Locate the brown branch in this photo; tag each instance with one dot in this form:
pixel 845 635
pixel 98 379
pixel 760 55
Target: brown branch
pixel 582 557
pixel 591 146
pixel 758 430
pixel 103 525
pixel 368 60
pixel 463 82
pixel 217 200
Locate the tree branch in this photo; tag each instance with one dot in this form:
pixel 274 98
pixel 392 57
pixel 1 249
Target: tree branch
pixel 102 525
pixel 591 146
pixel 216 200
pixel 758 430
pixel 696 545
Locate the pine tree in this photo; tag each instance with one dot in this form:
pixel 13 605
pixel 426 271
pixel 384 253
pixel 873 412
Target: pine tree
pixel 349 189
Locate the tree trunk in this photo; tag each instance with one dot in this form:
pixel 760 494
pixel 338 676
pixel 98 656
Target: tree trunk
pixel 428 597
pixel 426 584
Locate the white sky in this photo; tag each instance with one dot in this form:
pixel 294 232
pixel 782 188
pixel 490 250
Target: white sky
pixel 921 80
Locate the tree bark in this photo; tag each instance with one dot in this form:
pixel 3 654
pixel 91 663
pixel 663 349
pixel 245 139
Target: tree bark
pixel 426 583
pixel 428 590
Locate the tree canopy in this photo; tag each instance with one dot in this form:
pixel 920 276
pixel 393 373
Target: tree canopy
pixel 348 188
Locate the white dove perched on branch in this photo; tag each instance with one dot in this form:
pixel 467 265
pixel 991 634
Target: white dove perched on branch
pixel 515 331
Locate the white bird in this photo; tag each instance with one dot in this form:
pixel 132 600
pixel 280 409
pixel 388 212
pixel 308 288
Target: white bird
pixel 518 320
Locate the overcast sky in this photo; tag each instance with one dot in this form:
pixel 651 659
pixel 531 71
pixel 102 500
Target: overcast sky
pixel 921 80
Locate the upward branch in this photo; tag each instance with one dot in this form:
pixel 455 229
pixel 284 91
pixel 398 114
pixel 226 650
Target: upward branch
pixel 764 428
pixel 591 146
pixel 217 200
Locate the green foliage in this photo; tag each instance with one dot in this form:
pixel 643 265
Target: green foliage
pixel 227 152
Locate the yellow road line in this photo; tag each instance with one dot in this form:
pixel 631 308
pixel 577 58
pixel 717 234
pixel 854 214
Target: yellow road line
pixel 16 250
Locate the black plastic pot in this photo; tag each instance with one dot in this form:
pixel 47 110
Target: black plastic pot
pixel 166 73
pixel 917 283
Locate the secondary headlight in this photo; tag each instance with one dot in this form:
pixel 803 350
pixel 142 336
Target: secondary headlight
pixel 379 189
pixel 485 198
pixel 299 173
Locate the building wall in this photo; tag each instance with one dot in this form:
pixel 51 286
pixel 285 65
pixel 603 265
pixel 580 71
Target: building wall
▬▬▬▬▬▬
** The problem **
Find out how many lines in the entries above hold "wall", then reply with that figure and nothing else.

** Problem solution **
2